Economie

Les industriels ont envie d'investir... mais attendent les mesures adéquates

Solène Davesne , , , ,

Publié le

Selon le groupe des fédérations industrielles, les intentions d’investissement des industriels remontent timidement depuis la rentrée. Ils proposent de nouvelles mesures pour accélerer les décisions des entreprises à intégrer au budget ou à la future loi croissance. 

Les industriels ont envie d'investir... mais attendent les mesures adéquates
Usine Cemoi Fabrication et production de chocolat Tablette sur convoyeur
© Romain Boutiller

Au sein du patronat, il y a clairement deux méthodes. Celle du bulldozer Pierre Gattaz et ses propositions chocs. Et celle du démineur Frédéric Saint-Geours, le patron du groupe des fédérations industrielles (GFI). Alors que le président du Medef veut rouvrir la négociation sur l’assurance-chômage après le débat porté par Emmanuel Macron, la proposition n’est pas du goût du président du GFI. "Avant de décider de négocier, il faut préparer la négociation avec les partenaires sociaux et savoir ce qu’on veut en faire. C’est le genre de travail complexe qui nécessite une préparation importante", a désamorcé Frédéric Saint-Geours, qui estime que la question est "celle du retour à l’emploi".

Déclencher l'investissement

Pour les industriels, la priorité du moment n’est pas là mais dans la relance rapide des investissements. "Il est nécessaire de trouver des mesures pour déclencher l’investissement, alors qu’il y a des signes positifs qui apparaissent", estime Frédéric Saint-Geours. Le GFI a fait parvenir à Emmanuel Macron, le ministre de l’Economie une liste de propositions urgentes organisées autour de cinq grands thèmes, qu’il aimerait faire inscrire dans le cadre du budget en discussion à l’Assemblée ou du projet de loi croissance présenté en janvier prochain.

Afin de provoquer un déclic, le GFI propose notamment la mise en place de financement sur stock, de mobiliser les créances publiques ou un système d’abaissement plus rapide du taux d’impôt sur les sociétés pour les PMI et ETI réinvestissant en partie dans leurs investissements matériels. Les industriels plaident aussi l’élargissement des accords de compétitivité à toutes les entreprises et la transformation du CICE en un abaissement de charge portant sur l’ensemble de la grille des salaires.

######

▶ **Travail à faire**:
(a) Pouvez-vous redonner, dans l'article sur l'investissement industriel, tout le passage depuis "Afin de provoquer" jusqu'à "grille des salaires." ?
(b) Pouvez-vous réécrire sous forme de liste le paragraphe de l'article sur l'investissement industriel qui commence par « Afin de provoquer un déclic », en gardant ses faits principaux ?

▶ **Données fournies**:
######

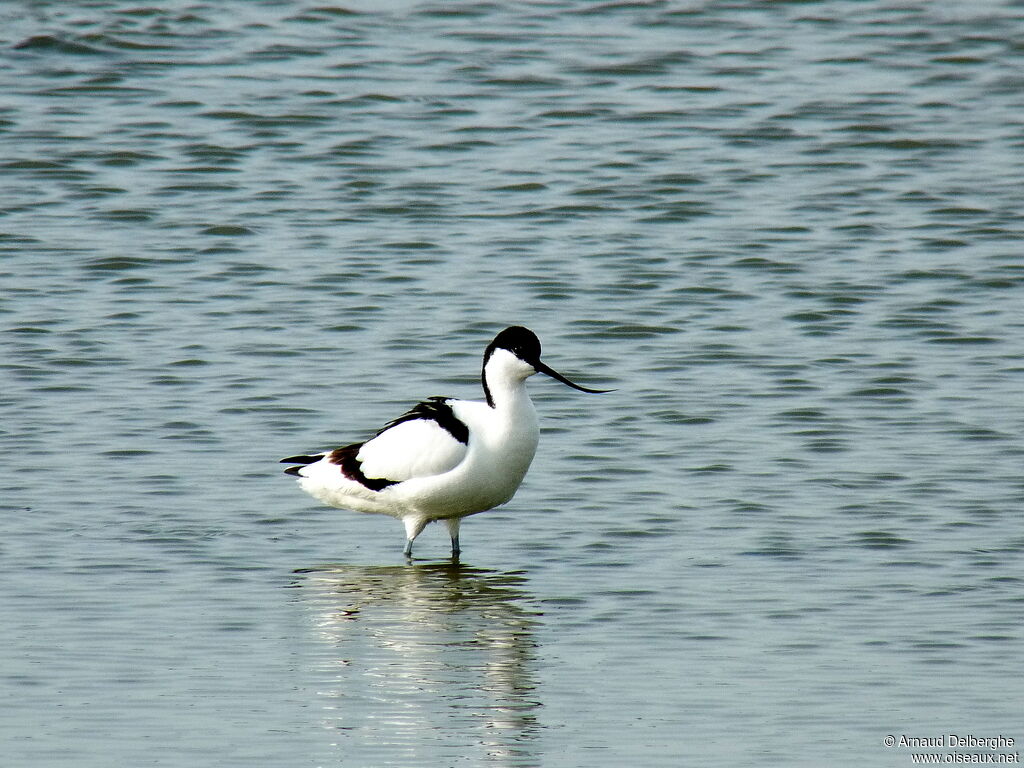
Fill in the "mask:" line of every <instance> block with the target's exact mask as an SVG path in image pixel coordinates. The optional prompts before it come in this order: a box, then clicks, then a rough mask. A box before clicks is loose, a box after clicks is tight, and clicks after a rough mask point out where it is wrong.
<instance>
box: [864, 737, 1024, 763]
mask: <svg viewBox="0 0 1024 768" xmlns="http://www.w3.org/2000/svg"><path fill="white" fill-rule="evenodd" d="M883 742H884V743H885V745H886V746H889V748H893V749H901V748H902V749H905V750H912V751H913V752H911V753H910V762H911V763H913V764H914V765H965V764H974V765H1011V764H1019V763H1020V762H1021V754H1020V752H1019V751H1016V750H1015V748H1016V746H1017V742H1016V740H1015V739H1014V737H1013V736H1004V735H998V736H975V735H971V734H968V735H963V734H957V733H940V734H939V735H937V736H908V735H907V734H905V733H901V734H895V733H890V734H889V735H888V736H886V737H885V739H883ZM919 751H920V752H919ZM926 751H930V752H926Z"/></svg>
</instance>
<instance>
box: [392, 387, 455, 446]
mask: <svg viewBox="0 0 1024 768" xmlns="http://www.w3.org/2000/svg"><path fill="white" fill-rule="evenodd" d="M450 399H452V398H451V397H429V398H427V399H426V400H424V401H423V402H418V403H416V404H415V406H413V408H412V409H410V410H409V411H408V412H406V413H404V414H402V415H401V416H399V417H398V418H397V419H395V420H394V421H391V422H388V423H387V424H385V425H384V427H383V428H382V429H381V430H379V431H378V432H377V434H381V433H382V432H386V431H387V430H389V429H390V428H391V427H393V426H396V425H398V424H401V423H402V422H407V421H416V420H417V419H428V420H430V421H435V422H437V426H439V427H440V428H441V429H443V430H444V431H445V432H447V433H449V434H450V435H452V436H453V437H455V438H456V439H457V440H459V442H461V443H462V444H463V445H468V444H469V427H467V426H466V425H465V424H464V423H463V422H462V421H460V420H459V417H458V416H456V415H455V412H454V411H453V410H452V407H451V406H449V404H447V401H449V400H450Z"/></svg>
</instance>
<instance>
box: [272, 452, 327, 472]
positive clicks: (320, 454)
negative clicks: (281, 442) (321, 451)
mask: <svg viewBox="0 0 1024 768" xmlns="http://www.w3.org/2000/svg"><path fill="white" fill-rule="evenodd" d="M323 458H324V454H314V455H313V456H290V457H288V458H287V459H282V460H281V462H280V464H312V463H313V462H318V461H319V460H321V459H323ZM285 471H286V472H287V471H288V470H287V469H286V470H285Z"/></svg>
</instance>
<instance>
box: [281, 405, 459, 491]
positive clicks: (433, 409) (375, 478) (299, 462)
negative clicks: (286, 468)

######

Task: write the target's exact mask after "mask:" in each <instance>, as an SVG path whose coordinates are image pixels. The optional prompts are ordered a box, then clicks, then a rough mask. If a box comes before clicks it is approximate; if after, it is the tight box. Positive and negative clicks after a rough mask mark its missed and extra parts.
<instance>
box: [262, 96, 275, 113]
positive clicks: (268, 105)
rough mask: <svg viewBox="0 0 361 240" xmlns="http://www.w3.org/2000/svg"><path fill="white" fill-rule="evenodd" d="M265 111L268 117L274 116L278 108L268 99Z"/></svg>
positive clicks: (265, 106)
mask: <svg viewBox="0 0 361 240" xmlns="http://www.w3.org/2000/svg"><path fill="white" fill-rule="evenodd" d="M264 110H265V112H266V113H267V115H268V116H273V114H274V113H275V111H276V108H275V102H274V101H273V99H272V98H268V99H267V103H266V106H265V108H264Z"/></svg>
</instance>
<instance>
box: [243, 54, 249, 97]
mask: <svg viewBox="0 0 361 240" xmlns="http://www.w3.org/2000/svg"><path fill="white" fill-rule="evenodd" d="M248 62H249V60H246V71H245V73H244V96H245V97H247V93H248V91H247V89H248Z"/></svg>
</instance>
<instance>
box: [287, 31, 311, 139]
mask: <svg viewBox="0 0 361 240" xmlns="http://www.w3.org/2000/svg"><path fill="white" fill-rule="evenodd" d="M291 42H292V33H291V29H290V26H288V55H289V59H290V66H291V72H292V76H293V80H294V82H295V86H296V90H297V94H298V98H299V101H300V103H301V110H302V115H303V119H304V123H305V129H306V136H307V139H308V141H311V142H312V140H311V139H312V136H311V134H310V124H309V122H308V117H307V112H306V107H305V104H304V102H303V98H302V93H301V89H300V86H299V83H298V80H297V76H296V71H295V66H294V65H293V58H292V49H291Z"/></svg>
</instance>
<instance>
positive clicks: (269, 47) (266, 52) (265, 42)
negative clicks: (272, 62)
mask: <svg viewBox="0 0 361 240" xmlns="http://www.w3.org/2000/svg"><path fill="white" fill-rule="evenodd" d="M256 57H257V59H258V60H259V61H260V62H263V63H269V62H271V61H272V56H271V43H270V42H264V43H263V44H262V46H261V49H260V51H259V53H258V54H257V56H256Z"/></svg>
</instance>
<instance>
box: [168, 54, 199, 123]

######

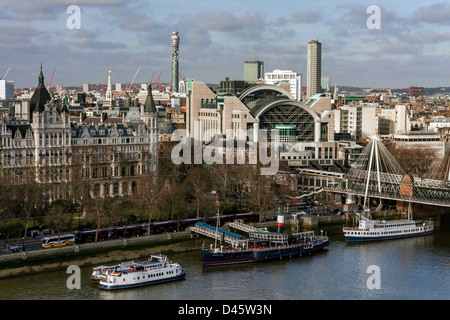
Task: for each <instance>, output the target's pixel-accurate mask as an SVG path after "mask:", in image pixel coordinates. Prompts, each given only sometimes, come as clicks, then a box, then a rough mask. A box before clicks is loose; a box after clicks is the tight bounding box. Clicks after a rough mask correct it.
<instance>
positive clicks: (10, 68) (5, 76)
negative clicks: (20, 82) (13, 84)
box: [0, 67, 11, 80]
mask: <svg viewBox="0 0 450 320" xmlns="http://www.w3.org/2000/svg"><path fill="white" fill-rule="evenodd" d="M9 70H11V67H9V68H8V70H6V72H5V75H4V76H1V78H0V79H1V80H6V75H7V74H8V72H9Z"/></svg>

######

▶ **Réponses de l'exercice**:
(a)
Afin de provoquer un déclic, le GFI propose notamment la mise en place de financement sur stock, de mobiliser les créances publiques ou un système d’abaissement plus rapide du taux d’impôt sur les sociétés pour les PMI et ETI réinvestissant en partie dans leurs investissements matériels. Les industriels plaident aussi l’élargissement des accords de compétitivité à toutes les entreprises et la transformation du CICE en un abaissement de charge portant sur l’ensemble de la grille des salaires.

(b)
Pour provoquer un déclic, le GFI propose notamment :
- la mise en place de financement sur stock ;
- la mobilisation des créances publiques ;
- un abaissement plus rapide du taux d'impôt sur les sociétés pour les PMI et ETI qui réinvestissent en partie dans leurs investissements matériels ;
- l'élargissement des accords de compétitivité à toutes les entreprises ;
- la transformation du CICE en un abaissement de charge portant sur l'ensemble de la grille des salaires.